Problems and tasks -
1 – In the ranching conversation, how many wires does the speaker plan to use on the new fence in place of three?
2 – Continue the ranching conversation from its last sentence.

We're gonna see what happens.

I'm thinking that it's definitely gonna
increase the bird population cuz that was

the number one thing that we saw back at
our place when we moved from row crop and

brought in the cattle is one, you have
a lot more bugs and two, you get a lot

more birds because of all those bugs.

And so if we can keep all those native
warm seasons in the growth part of their

growth curve and not getting to senescence
and dying out, then we'll be able to keep

everything palatable for all the bugs and
bunny rabbits and everything like that.

And keep the cattle in good condition
and bring in a lot more wildlife for

them and just make everybody happy.

That's the plan.

Cal: I hope it goes really well.

It sounds good.

One question on it.

You said they found a area
that's fairly easy to fence.

How are you all fencing that and
did you say it's on a trail also?

So there'll be some human contact.

Ethon: Yeah.

I pretty much told him to just
mimic what I'm doing at my house.

So high tensile electric
timeless fence posts.

Instead of three wires, we're gonna
do five because it's not behind my

house, so I can't watch 'em all the
time and make sure that the cows

are in and yeah, there are people
that are going to be in contact.

There's a, there's well in contact
there's a birding trail that's, it's

they're gonna have an easement, the
front of the fence and the road.

And then the birding trail is
on the other side of the road.

So people will be going down the road and
down that trail and be able to take a look

Cal: yes.

Ethon: At the animals that are out there.

But it's not that they're gonna
be moving through the actual

pasture or anything like that.

Maybe later if we can convince them
to fence in those bigger areas and

possibly work out a way to fence in
the trails and everything so we can

use the cattle in more areas then maybe
that's something that we could try.

But right now we're just trying to keep
it simple and easy and just prove out the

Cal: Oh yes.

Ethon: crazy spending all kinds of
money fencing everything off, yeah.

Cal: Very good.

I'm excited to see how that goes for you.

I hope it goes well.

Ethon: Thank you.

Yeah, me too.

Cal: in addition to beef cattle,
you all also have poultry.

Ethon: Yep, that's right.

We do pasture poultry.

We follow the kind of
the Joel Saladin style.

We have the that little low to the
ground chicken structure and we

move 'em every day sometimes twice
a day when they get really big.

Cuz if you got 80 birds in 120 square
feet, they'll tear up some pasture.

Especially on some of our spots that
are a little weaker in the sandier

spots they'll do quite a number on 'em
if you leave 'em there for 24 hours.

Given entries -
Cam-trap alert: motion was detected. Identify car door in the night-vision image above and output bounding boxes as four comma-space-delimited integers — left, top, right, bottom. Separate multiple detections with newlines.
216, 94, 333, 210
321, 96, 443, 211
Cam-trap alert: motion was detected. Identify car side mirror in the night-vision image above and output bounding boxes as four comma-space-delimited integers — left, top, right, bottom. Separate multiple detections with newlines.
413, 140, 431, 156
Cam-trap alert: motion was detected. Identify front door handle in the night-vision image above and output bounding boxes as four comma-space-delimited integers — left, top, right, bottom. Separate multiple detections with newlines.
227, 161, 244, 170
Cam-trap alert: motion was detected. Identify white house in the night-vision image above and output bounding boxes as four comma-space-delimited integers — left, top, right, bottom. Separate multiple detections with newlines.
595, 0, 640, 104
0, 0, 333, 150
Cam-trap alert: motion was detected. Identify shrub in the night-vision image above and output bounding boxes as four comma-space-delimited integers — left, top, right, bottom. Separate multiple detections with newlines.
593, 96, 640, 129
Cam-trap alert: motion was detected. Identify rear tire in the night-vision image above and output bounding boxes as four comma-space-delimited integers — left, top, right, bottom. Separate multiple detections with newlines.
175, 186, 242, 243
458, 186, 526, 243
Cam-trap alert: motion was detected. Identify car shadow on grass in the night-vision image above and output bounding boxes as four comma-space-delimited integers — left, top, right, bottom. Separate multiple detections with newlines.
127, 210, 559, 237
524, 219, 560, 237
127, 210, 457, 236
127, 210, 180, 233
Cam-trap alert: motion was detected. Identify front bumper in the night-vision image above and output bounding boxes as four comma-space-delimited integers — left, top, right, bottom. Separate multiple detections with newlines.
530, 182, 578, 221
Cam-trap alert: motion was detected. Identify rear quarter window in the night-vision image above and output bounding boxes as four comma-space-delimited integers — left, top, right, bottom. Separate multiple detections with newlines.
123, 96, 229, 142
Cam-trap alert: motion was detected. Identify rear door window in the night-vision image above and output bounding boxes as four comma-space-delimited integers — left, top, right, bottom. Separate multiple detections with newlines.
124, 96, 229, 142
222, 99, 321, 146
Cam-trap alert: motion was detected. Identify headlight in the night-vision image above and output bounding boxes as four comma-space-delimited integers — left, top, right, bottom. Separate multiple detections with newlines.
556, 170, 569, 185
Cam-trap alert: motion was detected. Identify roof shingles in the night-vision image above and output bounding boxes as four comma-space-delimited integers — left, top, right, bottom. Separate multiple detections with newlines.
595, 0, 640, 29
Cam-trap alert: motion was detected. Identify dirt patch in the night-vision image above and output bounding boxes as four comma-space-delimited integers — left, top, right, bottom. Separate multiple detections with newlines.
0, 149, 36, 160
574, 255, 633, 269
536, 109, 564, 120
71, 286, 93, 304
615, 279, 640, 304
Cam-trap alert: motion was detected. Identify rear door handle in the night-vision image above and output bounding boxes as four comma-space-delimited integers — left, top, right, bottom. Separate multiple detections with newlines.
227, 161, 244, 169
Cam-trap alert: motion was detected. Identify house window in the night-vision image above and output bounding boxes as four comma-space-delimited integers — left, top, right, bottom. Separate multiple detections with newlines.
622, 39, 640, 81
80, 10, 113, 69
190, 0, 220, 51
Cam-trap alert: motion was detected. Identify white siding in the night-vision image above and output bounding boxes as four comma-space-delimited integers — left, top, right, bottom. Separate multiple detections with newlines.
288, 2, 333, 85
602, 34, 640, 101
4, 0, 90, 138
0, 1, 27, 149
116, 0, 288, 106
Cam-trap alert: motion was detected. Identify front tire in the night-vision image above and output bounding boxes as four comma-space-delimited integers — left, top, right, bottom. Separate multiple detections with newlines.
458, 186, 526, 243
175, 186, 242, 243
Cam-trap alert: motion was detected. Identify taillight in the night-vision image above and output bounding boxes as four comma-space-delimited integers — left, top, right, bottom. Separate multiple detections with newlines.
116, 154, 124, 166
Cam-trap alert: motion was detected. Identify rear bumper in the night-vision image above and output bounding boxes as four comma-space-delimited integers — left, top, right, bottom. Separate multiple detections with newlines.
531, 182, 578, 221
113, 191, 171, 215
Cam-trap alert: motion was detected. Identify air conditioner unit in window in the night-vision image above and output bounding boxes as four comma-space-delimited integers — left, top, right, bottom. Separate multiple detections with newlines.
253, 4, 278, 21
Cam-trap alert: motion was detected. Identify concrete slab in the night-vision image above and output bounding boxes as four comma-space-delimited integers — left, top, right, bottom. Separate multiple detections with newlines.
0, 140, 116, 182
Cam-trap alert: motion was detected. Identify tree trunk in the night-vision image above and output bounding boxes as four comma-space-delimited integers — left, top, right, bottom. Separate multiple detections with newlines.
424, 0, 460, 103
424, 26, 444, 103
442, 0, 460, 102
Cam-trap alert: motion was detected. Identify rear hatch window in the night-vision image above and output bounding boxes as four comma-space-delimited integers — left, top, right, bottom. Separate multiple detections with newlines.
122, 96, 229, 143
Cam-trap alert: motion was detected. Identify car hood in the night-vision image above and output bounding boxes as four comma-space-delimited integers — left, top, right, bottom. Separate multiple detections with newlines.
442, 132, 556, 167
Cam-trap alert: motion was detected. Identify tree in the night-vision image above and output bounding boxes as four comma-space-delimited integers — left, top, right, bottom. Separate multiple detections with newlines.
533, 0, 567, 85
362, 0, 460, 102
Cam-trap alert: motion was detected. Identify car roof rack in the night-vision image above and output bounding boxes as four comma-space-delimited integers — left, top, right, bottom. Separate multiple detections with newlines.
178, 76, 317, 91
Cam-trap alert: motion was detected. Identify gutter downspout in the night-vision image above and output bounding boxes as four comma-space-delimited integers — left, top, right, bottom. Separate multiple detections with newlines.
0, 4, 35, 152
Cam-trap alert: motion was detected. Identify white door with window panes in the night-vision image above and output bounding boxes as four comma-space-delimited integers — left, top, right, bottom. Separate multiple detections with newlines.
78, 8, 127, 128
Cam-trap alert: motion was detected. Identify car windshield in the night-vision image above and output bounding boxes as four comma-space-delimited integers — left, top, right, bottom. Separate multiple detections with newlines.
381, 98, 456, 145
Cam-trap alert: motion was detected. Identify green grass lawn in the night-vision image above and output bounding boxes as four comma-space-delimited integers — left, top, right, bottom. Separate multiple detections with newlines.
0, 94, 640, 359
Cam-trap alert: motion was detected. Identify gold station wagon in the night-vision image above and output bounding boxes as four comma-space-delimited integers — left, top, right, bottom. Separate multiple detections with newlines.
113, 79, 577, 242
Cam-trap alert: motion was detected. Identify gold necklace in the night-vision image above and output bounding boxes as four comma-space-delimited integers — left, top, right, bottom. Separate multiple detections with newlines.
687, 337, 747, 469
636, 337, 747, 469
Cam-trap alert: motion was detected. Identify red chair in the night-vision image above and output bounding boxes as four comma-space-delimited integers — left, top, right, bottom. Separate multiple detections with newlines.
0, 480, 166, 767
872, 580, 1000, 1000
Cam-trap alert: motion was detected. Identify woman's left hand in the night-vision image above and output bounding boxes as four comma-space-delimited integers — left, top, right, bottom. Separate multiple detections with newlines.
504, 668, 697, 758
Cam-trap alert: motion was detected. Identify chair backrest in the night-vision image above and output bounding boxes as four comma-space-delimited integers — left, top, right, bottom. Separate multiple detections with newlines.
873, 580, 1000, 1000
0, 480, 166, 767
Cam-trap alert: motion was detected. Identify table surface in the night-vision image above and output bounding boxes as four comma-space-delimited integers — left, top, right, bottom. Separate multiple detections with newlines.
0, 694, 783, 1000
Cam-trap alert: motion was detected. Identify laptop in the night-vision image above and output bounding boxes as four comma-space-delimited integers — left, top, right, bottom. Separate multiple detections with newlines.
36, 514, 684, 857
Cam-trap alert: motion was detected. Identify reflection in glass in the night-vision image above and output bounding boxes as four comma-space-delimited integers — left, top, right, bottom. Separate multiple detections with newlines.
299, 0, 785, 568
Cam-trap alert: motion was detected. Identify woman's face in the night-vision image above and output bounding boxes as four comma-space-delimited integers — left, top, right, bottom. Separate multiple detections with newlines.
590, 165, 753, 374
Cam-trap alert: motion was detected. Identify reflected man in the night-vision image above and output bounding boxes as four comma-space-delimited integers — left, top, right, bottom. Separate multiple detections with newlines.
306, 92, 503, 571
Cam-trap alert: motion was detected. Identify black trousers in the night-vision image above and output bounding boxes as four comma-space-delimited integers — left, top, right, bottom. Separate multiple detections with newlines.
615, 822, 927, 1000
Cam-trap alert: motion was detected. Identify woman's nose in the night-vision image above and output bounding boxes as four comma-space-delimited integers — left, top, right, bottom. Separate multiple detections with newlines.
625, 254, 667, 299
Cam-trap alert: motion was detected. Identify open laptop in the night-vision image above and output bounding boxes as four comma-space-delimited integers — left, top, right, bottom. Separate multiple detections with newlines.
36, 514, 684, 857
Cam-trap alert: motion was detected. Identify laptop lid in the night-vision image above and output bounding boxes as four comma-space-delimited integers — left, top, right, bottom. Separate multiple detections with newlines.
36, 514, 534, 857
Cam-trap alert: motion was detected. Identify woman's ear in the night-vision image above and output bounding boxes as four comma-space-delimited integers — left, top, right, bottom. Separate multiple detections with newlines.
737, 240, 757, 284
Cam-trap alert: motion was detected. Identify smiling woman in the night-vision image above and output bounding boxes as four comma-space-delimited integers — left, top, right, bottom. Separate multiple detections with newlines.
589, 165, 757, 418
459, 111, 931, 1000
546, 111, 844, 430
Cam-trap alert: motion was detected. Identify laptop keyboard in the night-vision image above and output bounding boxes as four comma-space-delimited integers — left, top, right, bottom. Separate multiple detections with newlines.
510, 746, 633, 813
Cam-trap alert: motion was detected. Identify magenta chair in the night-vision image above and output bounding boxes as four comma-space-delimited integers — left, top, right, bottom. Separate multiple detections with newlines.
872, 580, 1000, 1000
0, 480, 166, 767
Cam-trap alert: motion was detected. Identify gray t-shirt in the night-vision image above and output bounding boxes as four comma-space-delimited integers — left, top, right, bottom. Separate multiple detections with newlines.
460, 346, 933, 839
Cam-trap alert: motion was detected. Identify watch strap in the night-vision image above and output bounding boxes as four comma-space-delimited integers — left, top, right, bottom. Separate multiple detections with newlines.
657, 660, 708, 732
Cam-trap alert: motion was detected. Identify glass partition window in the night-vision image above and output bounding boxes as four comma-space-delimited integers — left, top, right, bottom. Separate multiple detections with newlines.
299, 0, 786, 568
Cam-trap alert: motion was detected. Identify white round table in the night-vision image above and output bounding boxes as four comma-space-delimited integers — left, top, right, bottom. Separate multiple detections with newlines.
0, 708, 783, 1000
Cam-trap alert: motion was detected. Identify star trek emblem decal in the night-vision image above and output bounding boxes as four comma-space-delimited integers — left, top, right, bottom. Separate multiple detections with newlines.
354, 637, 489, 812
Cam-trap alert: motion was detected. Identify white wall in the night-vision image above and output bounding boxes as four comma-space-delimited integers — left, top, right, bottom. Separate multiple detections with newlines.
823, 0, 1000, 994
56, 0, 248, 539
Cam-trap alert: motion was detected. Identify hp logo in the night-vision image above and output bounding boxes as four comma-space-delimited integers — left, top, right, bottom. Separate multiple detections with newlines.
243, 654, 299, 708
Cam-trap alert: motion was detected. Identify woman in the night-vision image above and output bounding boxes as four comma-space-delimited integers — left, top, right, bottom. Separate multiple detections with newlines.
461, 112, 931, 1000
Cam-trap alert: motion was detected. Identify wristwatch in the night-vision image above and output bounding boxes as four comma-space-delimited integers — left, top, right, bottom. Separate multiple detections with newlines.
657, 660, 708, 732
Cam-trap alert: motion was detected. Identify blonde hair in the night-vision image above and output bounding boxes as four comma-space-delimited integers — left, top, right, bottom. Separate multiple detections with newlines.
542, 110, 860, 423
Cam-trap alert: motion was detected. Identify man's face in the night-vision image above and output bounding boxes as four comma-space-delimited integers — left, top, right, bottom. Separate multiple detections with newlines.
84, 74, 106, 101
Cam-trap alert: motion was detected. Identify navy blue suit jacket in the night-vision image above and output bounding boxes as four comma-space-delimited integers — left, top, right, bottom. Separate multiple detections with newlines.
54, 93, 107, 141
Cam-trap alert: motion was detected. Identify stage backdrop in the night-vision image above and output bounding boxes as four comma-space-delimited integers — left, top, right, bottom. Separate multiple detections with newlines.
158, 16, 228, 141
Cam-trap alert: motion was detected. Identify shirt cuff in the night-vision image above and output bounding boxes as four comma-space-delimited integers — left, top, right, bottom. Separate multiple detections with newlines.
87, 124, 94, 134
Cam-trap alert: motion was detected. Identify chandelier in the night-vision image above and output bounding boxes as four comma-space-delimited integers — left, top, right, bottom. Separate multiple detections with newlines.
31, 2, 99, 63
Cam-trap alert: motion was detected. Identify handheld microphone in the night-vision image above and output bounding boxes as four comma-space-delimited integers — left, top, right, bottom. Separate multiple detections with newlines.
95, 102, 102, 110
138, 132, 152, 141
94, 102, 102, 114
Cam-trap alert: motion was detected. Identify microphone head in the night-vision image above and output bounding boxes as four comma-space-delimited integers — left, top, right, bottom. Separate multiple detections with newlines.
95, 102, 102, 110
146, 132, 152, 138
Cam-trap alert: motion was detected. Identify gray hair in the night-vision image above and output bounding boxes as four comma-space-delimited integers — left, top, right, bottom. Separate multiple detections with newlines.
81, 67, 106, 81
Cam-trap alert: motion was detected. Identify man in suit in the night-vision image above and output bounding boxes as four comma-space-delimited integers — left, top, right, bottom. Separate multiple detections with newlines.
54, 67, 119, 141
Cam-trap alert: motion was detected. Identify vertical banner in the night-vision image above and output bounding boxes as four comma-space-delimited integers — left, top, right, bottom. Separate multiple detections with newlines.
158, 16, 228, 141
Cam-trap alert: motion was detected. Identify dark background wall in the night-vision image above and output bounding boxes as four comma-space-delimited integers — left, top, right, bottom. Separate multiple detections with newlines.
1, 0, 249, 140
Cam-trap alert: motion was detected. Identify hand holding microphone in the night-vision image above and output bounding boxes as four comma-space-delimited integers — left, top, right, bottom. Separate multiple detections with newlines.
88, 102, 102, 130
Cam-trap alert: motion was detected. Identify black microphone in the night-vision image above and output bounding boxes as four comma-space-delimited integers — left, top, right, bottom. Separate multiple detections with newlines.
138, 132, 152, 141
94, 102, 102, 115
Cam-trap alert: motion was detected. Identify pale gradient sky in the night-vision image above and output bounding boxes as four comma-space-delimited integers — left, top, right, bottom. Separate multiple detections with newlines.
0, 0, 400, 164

Task-by-task outputs -
1 – Five.

2 –
So we'll move twice a day once they
get to be about five weeks or older.

And we started out in
doing the non GMO grain.

We kinda went in whole hog with all that.

And then we raised some for ourself,
and then we sold what we had left.

Or we sold excess to anybody who we
could wanted to try 'em and wanted

to move to a pasture based diet.

Things like that.

Cal: Very good.

And is this going to be how many
years of doing the Pastor Poultry?

Ethon: Pastured poultry last year was
the first time that we had tried it.

I had been grow, or I had been raising
chickens since I was probably, I

wanna say eight years old maybe.

That was the livestock, if you
wanna call 'em that species that

I was able to get into, just cuz
they're not as much of an investment.

And if something goes wrong and you
lose six chickens that cost you,

$5 a piece, it's a lot easier to
handle than, losing one cow that's

$1,500 or $2,000 or whatever.

So yeah, I had done a lot of
work with poultry, but all

in the conventional style.

I'd raised broilers before,
conventionally and everything like that.

But the first, this was the, this
past year was the first year that we

did it in the pasture based model.

Cal: what did you find the
most challenging about it?

Ethon: The most challenging thing
was probably moving the water

and food to them in our pasture.

We probably could have made it easier
on ourselves if we kept them of in the

front part, but the area that needed
it the most was almost at the back.

So we, had 'em, we had 'em back there
and 80 cornish cross chickens eat

a lot of grain and if you're moving,

Cal: yes, they do.

Ethon: so unless you keep a grain
feed source with them all the time.

If you're walking, a thousand feet or 800
feet every day carrying a couple of five

gallon buckets that can be a real pain.

And they go through a lot
of water every day too.

If you're in July they'll drink
8, 8, 10 gallons of water.

You gotta fill their water twice a day.

And unless you have a way that
you can easily get water to

'em that can be a real pain.

And we used our cattle watering system
to fill their waters, but we still

had to bucket it from the cattle
system and then take it over to where

the little shelter was for them.

So there's still a lot of handling.

But yeah, they made a lot better
than bringing the water all the

way from back up at her house,
that would've been not fun.

. That's one thing I don't like doing.

I don't like moving water.

I really do not like moving water from
all those years of even doing poultry and

constantly filling five gallon buckets
and taking 'em out when we had all kinds

of laying hands and everything like that.

I don't like doing that.

So that's the number one thing that
could really beat you up if you got

super involved with a pastured poultry.

If you don't have a easy way of
watering them, that can really

wear you out after a little while.

Cal: Did you direct market very
many of the birds last year?

Ethon: Yeah, we did about somewhere
between three quarters, two thirds,

something like that that we sold.

Various people, some people that just
came to the website that I have and wanted

to buy some chickens, some people saw
on Instagram that we had chickens and

for asking if they could get some some
friends and family that had bought some.

We didn't sell all of 'em to people,
but we sold a handful of them.

And actually that is by far the
hardest part of it I would say.

Direct marketing it to people.

That is the most difficult part
of the any kind of pasture model

because you gotta convince people
to not buy it in the fancy package.

You gotta convince 'em to buy a whole bird
unless you take the time to part 'em out.

But it, man, it takes a long time
and it can cost you a lot of labor

if you have somebody helping you.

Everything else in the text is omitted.